_PAGE EXTRACT_.
>> begin
6 Savings Strategies for an Extremely Low-Yield Environment

For years, we have seen falling interest rates. Now, we’re in a time where a 10-year treasury is less than 1% and your cash in the bank is making you next to no interest. 

So if you’re already retired or nearing retirement, what can you do about low yields? 

There are several strategies that you can implement to help you retire right and make your retirement even better.  

Here are six tips to help you increase your net cash flow and net returns in today’s extremely low-yield environment.


  1. Delay Social Security

If you are in retirement or are approaching the normal retirement age, one thing you can do is delay your social security until you’re 70 years old. When you do this, your benefit payout increases by 8% a year. When you’re in a low-interest-rate environment like we are right now, growing that money by 8% a year is a significant increase. 


While most people want to take their social security benefit as soon as possible, ask yourself: Do you need the money? Are you still working? What is your health like?


There are also other factors to consider. For example, will your spouse be collecting more than half of your social security at retirement? That could be another reason to delay taking it. To find out what else you should consider about delaying or collecting your social security benefit, listen to our social security podcast series.

Delaying your social security from the normal retirement age, which is 66 to 67, for another three or four years until you’re 70, could be a 32% increase. It’s a huge difference, but keep in mind that there is a breakeven because you’re not getting that money earlier.


Again, there may be reasons why you may want to take your social security earlier versus age 70, so consult with a professional like us and do an analysis to find what’s right for you.


  1. Refinancing Your Mortgage

If you’re planning on staying in your home for a long time, refinancing your mortgage and lowering your expenses is a great way to take advantage of low yields in this environment.
>> end
_DATA FOR THIS EXERCISE_.
>> begin
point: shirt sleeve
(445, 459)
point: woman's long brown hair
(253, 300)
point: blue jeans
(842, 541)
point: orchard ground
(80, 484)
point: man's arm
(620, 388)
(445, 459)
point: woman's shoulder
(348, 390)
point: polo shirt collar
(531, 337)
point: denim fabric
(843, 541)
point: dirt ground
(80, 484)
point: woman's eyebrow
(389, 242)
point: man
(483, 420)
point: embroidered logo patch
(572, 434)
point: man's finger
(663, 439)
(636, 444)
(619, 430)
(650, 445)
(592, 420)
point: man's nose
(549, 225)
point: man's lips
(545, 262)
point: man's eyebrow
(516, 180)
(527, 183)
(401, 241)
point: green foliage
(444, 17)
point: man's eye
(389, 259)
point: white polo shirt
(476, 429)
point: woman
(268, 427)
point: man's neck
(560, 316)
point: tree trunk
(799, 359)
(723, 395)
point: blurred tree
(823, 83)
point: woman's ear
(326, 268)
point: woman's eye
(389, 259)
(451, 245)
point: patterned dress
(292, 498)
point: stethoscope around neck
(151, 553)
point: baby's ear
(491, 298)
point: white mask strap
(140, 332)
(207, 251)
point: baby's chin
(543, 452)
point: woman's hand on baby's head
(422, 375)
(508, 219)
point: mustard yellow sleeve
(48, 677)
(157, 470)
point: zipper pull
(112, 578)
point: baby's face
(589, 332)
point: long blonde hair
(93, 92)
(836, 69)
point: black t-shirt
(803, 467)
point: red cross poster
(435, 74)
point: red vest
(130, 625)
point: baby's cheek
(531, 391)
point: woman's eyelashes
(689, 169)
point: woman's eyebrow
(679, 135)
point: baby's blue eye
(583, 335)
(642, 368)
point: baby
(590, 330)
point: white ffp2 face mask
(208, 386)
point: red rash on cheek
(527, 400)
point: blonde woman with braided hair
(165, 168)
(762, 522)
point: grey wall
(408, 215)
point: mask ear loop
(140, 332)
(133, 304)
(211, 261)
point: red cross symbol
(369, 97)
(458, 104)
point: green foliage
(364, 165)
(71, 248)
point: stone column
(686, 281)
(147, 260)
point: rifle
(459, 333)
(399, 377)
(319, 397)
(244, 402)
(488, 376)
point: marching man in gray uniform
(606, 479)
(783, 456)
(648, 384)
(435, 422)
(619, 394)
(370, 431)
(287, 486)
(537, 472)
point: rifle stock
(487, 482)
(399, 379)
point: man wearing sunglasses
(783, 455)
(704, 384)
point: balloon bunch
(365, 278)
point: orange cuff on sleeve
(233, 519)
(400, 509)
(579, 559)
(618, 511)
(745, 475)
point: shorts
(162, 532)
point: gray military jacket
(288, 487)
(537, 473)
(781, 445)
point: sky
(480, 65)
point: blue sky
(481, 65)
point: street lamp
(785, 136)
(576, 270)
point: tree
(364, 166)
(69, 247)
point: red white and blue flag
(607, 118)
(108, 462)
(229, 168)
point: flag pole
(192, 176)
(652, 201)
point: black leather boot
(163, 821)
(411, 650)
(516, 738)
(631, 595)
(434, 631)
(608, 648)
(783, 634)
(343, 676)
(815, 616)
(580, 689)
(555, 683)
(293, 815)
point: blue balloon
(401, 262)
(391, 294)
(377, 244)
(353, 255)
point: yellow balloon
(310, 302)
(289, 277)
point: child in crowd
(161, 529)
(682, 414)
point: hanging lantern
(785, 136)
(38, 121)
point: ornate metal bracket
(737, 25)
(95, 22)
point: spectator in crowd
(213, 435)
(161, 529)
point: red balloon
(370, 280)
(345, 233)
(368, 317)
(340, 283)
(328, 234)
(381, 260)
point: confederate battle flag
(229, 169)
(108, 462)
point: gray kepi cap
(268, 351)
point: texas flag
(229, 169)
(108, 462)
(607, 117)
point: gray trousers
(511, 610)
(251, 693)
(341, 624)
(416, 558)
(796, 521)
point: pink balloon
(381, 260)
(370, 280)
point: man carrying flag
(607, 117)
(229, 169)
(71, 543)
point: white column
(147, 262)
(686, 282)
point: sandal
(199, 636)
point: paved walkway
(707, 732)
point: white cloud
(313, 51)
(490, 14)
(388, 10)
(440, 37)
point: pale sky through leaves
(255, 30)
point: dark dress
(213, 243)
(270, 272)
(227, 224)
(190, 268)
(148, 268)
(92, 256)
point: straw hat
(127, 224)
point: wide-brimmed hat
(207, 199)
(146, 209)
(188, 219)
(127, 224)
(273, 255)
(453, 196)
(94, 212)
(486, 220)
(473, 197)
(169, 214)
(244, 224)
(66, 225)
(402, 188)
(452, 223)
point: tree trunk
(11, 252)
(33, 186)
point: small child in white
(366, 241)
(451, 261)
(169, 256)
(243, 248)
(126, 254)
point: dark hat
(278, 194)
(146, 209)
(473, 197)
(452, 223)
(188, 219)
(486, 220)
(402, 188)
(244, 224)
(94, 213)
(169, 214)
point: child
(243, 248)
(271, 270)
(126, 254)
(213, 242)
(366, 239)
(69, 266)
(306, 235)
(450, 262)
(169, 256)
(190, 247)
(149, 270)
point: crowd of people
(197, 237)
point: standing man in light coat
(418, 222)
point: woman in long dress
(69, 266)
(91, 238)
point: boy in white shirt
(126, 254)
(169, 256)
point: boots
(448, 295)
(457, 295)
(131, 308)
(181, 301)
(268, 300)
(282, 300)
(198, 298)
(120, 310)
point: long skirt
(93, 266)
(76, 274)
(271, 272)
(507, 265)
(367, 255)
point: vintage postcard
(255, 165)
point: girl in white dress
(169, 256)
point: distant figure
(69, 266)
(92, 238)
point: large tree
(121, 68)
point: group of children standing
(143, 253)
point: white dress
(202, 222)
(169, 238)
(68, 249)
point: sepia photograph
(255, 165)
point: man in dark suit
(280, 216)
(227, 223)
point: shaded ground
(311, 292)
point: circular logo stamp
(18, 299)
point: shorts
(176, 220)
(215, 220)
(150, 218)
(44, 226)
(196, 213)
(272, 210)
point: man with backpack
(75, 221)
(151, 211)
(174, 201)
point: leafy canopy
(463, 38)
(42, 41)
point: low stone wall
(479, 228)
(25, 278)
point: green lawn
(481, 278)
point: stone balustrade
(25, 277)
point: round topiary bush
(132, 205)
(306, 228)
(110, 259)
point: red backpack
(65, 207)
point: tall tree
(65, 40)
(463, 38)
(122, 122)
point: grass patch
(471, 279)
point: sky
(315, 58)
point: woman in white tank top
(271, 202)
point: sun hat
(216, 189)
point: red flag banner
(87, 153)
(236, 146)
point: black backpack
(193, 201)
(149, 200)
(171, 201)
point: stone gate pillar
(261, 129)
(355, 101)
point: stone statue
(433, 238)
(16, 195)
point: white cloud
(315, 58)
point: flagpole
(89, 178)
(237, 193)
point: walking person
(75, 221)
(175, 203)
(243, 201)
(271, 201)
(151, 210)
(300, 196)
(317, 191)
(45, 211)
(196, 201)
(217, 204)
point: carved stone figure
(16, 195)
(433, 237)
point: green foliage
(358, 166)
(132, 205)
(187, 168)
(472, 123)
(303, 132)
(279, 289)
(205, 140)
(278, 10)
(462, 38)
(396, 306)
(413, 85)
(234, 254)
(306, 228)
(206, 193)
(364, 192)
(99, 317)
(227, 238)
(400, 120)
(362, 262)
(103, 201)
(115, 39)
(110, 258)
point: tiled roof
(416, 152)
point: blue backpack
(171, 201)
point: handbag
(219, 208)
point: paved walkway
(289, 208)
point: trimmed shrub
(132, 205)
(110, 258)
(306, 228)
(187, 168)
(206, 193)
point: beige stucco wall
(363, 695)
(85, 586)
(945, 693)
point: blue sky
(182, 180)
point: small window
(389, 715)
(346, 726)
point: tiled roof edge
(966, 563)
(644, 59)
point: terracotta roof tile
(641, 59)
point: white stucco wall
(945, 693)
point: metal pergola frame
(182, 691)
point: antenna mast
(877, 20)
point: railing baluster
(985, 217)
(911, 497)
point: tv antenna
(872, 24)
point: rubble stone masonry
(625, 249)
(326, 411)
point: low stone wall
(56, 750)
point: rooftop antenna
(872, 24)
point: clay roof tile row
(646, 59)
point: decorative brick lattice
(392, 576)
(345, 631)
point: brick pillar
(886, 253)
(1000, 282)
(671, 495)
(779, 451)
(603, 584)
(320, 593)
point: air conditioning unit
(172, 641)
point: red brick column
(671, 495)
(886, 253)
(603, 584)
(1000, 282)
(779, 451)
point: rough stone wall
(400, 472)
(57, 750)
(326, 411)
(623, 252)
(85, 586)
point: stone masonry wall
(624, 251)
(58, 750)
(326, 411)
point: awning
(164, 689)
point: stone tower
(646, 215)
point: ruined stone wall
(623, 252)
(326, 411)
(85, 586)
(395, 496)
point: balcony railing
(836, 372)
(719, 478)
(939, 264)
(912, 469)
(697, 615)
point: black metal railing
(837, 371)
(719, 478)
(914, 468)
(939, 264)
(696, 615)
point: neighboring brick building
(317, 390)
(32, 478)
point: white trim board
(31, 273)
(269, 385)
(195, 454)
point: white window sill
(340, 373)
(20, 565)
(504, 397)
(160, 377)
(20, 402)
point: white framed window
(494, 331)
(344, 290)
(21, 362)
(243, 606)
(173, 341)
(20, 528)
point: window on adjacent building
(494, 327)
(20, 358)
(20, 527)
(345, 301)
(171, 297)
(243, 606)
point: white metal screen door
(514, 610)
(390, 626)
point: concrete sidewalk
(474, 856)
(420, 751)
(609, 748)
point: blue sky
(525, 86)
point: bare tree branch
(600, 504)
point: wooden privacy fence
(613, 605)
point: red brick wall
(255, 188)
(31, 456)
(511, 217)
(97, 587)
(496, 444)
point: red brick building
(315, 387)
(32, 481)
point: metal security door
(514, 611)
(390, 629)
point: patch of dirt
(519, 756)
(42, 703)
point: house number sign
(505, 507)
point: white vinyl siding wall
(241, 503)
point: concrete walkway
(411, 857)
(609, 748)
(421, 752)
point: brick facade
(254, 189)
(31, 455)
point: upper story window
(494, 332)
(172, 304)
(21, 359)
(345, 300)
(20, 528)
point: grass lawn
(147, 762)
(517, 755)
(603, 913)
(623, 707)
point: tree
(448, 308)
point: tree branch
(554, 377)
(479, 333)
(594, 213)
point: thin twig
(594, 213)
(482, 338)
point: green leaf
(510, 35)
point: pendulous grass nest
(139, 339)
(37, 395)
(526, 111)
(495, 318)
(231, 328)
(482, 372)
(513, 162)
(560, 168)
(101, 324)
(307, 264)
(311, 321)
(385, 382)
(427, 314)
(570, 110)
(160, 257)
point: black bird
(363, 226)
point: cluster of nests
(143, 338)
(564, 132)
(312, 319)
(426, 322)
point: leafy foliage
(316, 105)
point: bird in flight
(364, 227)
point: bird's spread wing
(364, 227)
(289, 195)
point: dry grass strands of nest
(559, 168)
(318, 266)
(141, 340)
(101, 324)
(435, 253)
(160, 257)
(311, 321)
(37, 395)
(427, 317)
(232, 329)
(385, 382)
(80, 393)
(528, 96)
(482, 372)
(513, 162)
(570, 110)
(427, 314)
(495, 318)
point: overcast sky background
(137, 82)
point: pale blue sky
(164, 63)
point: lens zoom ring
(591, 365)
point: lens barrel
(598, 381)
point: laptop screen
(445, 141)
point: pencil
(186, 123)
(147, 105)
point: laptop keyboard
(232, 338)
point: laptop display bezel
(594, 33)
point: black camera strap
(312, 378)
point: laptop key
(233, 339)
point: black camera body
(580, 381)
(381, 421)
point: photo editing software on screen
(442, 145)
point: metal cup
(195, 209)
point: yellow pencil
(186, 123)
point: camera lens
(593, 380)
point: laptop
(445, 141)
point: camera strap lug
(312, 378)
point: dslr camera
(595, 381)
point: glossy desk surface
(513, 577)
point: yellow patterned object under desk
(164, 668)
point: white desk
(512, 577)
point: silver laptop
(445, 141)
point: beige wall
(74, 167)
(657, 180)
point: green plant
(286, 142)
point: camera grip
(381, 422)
>> end
_STATED GOAL 1_.
List the questions that the low-yield savings text tells readers to ask themselves before taking their social security benefit.
_STATED GOAL 2_.
Tally the lines of the records that contain the string "cross", with case counting. Reply with only the number.

_FULL RESPONSE 1_.
Do you need the money?
Are you still working?
What is your health like?

_FULL RESPONSE 2_.
2